Entries from a pointing dataset
+ + + +

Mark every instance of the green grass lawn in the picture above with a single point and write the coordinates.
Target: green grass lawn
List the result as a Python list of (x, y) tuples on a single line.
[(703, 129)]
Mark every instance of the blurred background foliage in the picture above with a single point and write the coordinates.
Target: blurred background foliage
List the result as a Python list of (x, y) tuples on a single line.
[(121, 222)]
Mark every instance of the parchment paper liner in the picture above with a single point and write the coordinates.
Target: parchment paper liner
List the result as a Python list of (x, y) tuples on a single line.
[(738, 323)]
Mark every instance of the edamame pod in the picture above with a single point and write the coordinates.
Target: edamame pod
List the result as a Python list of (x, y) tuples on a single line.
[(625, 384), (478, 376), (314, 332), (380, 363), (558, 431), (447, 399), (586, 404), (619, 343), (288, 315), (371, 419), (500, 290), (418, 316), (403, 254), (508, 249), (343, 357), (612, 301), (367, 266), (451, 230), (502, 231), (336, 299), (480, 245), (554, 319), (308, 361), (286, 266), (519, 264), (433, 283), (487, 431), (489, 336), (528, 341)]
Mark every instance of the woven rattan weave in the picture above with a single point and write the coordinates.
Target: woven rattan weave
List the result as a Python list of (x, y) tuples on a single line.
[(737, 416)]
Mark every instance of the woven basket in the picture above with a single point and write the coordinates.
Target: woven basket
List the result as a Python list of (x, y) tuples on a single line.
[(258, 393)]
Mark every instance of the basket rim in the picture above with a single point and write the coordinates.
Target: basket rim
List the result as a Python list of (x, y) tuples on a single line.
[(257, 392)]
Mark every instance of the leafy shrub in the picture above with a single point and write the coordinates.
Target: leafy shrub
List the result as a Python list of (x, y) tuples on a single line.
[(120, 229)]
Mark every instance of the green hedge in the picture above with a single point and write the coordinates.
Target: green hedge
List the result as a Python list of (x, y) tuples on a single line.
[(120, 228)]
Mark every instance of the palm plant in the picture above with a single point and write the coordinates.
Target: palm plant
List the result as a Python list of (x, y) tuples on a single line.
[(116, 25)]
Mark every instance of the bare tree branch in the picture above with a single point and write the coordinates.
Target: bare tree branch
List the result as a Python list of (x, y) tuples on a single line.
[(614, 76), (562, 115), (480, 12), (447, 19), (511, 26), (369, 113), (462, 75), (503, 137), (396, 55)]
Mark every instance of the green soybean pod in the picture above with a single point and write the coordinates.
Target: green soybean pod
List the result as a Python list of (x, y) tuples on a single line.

+ + + +

PROMPT → Can you give every line of the records above as a numbered list, with any blank lines left out?

OUTPUT FOR THIS TASK →
1. Mark every instance of the green grass lawn in the picture above with a single point and write the coordinates.
2. Target: green grass lawn
3. List the result as a Python list of (x, y) tuples on a single line.
4. [(703, 129)]
5. Mark every instance of the blurred background foliage in the picture above with a single point and write the coordinates.
6. Target: blurred background foliage
7. List the result as a Python list of (x, y) tuples on a single line.
8. [(121, 222)]
9. Mark every instance of the parchment paper liner in the picture above with a single point and write the coordinates.
10. Target: parchment paper liner
11. List the result as a Python list of (x, y) tuples on a single line.
12. [(738, 323)]
13. Mark every instance of the edamame pod in the picture above with a single point and write the coordinates.
14. Target: edamame pod
15. List the result as a Python list of (x, y) tuples on a single line.
16. [(625, 384), (478, 376), (314, 332), (380, 363), (558, 431), (447, 399), (586, 404), (619, 343), (288, 315), (371, 419), (500, 290), (418, 316), (403, 254), (508, 249), (343, 357), (612, 301), (367, 266), (451, 230), (502, 231), (336, 299), (480, 245), (554, 319), (308, 361), (286, 266), (519, 264), (433, 283), (487, 431), (489, 336), (528, 341)]
17. Mark every instance of the woven rattan weave in the picture above with a single point and write the coordinates.
18. Target: woven rattan weave
19. List the result as a Python list of (x, y) tuples on a single line.
20. [(737, 416)]
21. Mark every instance of the woven basket in the picture above with a single point and write the coordinates.
22. Target: woven basket
23. List the result as a Python list of (x, y) tuples on a single line.
24. [(258, 393)]
25. Mark every instance of the basket rim in the picture above with a single point and write the coordinates.
26. Target: basket rim
27. List the result as a Python list of (x, y) tuples on a single line.
28. [(257, 392)]
29. Mark every instance of the leafy shrub in the picture above with a single point and write the coordinates.
30. Target: leafy shrub
31. List the result as a Python list of (x, y) tuples on a single line.
32. [(120, 229)]
33. Mark every instance of the green hedge in the picture above with a single point and write the coordinates.
34. Target: green hedge
35. List the result as a Python list of (x, y) tuples on a single line.
36. [(120, 228)]
37. Mark every instance of the palm plant in the picture above with a single point and write the coordinates.
38. Target: palm plant
39. List the result as a Python list of (x, y) tuples on a single line.
40. [(116, 25)]
41. Mark every instance of the bare tree branch in the picture above with a single point and write the coordinates.
42. Target: bare tree branch
43. List the result as a Python list of (x, y) tuples on a single line.
44. [(614, 76), (562, 115), (480, 12), (447, 19), (511, 26), (369, 113), (462, 75), (503, 137), (396, 55)]
45. Mark every instance of the green soybean pod in the picture above with a single point and write the coordinates.
46. Target: green soybean pod
47. List the result as a Python list of (x, y) tuples on a single line.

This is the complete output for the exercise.